Natural language region descriptions
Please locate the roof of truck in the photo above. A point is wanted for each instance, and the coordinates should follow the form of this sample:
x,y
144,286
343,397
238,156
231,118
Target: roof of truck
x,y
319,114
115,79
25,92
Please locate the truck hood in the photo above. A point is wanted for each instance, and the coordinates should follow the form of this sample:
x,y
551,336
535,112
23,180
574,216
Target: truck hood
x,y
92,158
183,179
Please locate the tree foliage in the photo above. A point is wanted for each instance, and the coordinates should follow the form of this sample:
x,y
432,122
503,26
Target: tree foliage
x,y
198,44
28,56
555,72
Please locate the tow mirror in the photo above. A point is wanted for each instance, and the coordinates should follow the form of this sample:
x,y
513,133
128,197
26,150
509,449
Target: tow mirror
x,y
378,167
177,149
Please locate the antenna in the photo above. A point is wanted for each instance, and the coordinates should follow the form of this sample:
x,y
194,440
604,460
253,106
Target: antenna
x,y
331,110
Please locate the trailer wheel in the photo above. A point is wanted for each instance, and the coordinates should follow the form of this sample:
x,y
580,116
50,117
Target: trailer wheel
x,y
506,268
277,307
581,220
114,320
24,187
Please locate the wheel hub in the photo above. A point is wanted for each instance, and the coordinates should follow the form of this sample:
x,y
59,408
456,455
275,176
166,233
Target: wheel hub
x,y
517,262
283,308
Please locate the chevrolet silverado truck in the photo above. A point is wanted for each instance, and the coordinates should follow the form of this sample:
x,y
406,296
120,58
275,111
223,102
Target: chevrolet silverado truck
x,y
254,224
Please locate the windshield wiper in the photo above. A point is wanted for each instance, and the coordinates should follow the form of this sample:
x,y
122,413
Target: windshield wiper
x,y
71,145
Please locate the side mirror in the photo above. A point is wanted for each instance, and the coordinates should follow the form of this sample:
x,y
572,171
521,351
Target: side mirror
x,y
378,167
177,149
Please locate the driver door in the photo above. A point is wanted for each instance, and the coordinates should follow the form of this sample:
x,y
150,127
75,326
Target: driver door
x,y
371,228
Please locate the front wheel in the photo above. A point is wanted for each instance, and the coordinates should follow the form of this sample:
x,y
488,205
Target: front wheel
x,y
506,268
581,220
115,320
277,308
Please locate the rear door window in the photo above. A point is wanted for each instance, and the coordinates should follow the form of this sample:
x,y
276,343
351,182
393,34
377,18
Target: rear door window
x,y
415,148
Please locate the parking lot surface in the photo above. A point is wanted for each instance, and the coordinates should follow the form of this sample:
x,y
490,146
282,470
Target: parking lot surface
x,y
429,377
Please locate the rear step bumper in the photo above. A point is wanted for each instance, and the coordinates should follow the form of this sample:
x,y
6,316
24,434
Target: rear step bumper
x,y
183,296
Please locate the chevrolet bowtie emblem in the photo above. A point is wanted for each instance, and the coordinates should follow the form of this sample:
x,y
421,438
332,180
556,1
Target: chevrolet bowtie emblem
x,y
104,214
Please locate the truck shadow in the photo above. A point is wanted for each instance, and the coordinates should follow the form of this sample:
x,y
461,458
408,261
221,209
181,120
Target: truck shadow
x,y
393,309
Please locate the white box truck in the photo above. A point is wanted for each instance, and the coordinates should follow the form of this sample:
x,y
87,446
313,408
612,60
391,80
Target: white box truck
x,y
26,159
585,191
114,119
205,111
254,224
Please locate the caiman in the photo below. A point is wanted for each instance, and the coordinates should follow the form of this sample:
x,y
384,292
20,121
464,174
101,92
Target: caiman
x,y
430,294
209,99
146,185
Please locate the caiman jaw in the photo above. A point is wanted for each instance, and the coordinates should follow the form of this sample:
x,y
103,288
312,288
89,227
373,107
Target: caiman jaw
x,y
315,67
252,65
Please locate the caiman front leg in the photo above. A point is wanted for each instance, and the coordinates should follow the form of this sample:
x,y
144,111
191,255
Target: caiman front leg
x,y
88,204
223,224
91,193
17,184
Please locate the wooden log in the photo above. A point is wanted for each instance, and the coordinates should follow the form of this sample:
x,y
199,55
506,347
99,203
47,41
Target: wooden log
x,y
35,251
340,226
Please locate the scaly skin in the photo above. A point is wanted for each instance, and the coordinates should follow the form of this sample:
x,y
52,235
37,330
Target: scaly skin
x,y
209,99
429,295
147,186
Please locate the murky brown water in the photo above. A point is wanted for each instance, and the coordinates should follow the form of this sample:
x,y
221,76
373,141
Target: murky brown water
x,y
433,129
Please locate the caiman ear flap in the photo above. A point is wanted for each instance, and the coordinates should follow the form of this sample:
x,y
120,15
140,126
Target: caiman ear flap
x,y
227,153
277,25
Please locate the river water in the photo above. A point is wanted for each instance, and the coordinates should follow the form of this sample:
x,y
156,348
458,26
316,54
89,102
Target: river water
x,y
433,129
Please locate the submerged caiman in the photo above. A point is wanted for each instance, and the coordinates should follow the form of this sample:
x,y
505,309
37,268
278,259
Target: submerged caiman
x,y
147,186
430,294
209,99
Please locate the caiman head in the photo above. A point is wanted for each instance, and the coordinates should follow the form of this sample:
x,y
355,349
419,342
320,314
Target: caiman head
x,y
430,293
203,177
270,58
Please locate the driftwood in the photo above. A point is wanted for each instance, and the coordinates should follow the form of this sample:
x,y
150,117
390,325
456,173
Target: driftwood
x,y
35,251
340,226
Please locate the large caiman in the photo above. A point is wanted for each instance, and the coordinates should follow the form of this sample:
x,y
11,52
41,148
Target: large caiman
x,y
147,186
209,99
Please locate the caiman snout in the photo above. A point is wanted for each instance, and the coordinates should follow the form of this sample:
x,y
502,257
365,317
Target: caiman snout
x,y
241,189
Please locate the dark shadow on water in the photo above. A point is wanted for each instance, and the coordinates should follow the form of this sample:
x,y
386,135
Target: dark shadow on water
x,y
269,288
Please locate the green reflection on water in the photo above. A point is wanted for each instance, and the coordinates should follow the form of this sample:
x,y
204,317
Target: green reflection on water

Exercise prompt: Transcribe the full set of records precisely.

Solution to this exercise:
Please locate the roof of truck in the photo above. A point is wanted for each instance, and the coordinates should follow the form of this sample:
x,y
144,286
343,397
238,156
231,118
Target: roof of truck
x,y
319,114
115,79
25,92
Please locate the truck hood in the photo above. A point is wanted for each instance, and the coordinates should follow the form of this sample:
x,y
551,336
535,112
23,180
574,216
Target: truck hood
x,y
92,158
183,179
Please locate the tree foliage in the photo above. A point is wanted for each instance, and the coordinates should follow the form of this sample:
x,y
432,122
503,26
Target: tree foliage
x,y
198,44
28,56
555,72
Please locate the tow mirror in the photo above. A point is wanted for each instance, and the coordinates should follow the form of this sample:
x,y
513,133
128,197
26,150
509,449
Target: tow mirror
x,y
378,167
177,149
Please locate the antenna in the photo above. A point is wanted for each instance, and the coordinates should follow the form of this sample:
x,y
194,440
604,460
253,106
Target: antenna
x,y
331,110
Please locate the trailer wheel in the photo above. A point is wanted for each instance, and the coordinates should follow the form of this sample:
x,y
580,116
50,117
Target: trailer wheel
x,y
506,268
277,307
581,220
114,320
24,187
Please locate the wheel hub in the photo above. A point is wanted for each instance, and the coordinates should follow the form of this sample:
x,y
59,408
456,455
275,176
166,233
Target: wheel hub
x,y
517,262
283,308
Please locate the chevrolet silverado truck in the photo above. A point is wanted for each instance, and the coordinates should follow the form of this sample:
x,y
406,296
120,58
275,111
223,102
Target: chevrolet silverado truck
x,y
254,224
Please locate the windshield wiper in the photo above. A point is wanted for each instance, and the coordinates should follow the form of this sample:
x,y
122,413
Target: windshield wiper
x,y
71,145
Please locate the side mirror in the photo above. A point is wanted for each instance, and the coordinates should follow the form of this sample:
x,y
572,171
521,351
Target: side mirror
x,y
378,167
177,149
Please locate the driver door in the photo above. A point is wanted for each instance, and the coordinates should follow the form of this sample:
x,y
150,127
75,326
Target: driver door
x,y
371,228
Please locate the front wheel in the photo above. A point is wanted for each instance, and the coordinates should follow the form of this sample:
x,y
488,205
Target: front wheel
x,y
506,268
581,220
115,320
277,308
Please locate the rear door window in the photo above. A point is wanted for each instance, and the coordinates should follow the form of this sample:
x,y
276,343
351,182
393,34
377,18
Target: rear door window
x,y
415,148
Please locate the parking lot surface in the photo above. A point is wanted for each instance, and the coordinates should follow the form of this sample:
x,y
490,146
282,470
Target: parking lot surface
x,y
429,377
Please locate the rear step bumper in the photo above. A point is wanted for each instance, and the coordinates should follow the form of this sample:
x,y
6,316
24,434
Target: rear step bumper
x,y
183,296
Please locate the chevrolet bowtie emblem in the photo above. A point is wanted for each instance, and the coordinates should follow the form of this sample:
x,y
421,438
332,180
556,1
Target: chevrolet bowtie emblem
x,y
104,214
Please locate the truck shadow in the photo above. A point is wanted for each instance, and the coordinates should follow the form of this sample:
x,y
461,458
408,261
221,209
181,120
Target: truck shadow
x,y
393,309
Please locate the white box truck in the photo above. A point is wanted for each instance, and the coordinates should follow the form of this sample:
x,y
87,446
313,408
612,60
391,80
Target: white box truck
x,y
26,159
585,191
114,119
205,111
254,224
Please locate the caiman in the photo below. A point is wanted for each instance, and the coordinates should follow the form of this sample:
x,y
384,292
20,121
464,174
101,92
Target: caiman
x,y
430,294
209,99
146,185
Please locate the caiman jaw in the photo above. A point is wanted for each instance, and the coordinates should follow the form of this sample:
x,y
103,288
312,288
89,227
373,107
Target: caiman jaw
x,y
315,67
252,65
Please locate the caiman front leg in the photo above. A point is wanted for each instance, and the coordinates should follow the form of this sample:
x,y
144,111
191,255
Target: caiman front leg
x,y
88,204
223,224
91,193
17,184
Please locate the wooden log in the photo above. A point is wanted for each instance, and the coordinates should follow the form of this sample:
x,y
199,55
506,347
99,203
47,41
Target: wooden log
x,y
35,251
340,226
Please locate the scaly skin in the photo above. A point is wanted for each instance, and the coordinates should follow the form of this sample:
x,y
52,235
37,330
Target: scaly skin
x,y
209,99
429,295
147,186
Please locate the murky brown water in the photo above. A point is wanted for each instance, and the coordinates should follow the form of this sample:
x,y
221,76
373,141
Target: murky brown water
x,y
433,129
Please locate the caiman ear flap in the photo above. A point is wanted for each instance, and the coordinates should follow the form of this sample:
x,y
120,15
140,126
Target: caiman ear flap
x,y
227,153
277,25
Please locate the river water in the photo above. A point is wanted for each instance, and the coordinates should follow the form of this sample:
x,y
156,348
458,26
316,54
89,102
Target: river water
x,y
433,129
Please locate the submerged caiman in the photo above. A point is wanted for each instance, and the coordinates should follow the form of this sample:
x,y
505,309
37,268
278,259
Target: submerged caiman
x,y
147,186
430,294
209,99
Please locate the caiman head in the photo above. A point is wanted for each instance, and the coordinates should follow the form of this sample:
x,y
355,349
419,342
320,314
Target: caiman head
x,y
430,293
203,177
270,58
Please locate the driftwood in the photo above. A point is wanted for each instance, and the coordinates should follow the form of this sample:
x,y
150,117
390,325
456,173
Target: driftwood
x,y
35,251
340,226
Please locate the large caiman in the photo above. A point is wanted for each instance, and the coordinates should follow the form of this sample:
x,y
11,52
41,148
Target: large caiman
x,y
147,186
209,99
Please locate the caiman snout in the photo above. A point is wanted for each instance, and the coordinates should follow the form of this sample:
x,y
502,257
365,317
Target: caiman snout
x,y
241,189
Please locate the dark shadow on water in the photo above. A point is wanted for each instance, and the coordinates should follow the form of this sample:
x,y
386,135
Target: dark shadow on water
x,y
269,288
Please locate the green reflection on water in the photo above. A point is wanted for each instance, and the coordinates should follow the form of this sample:
x,y
204,317
Target: green reflection on water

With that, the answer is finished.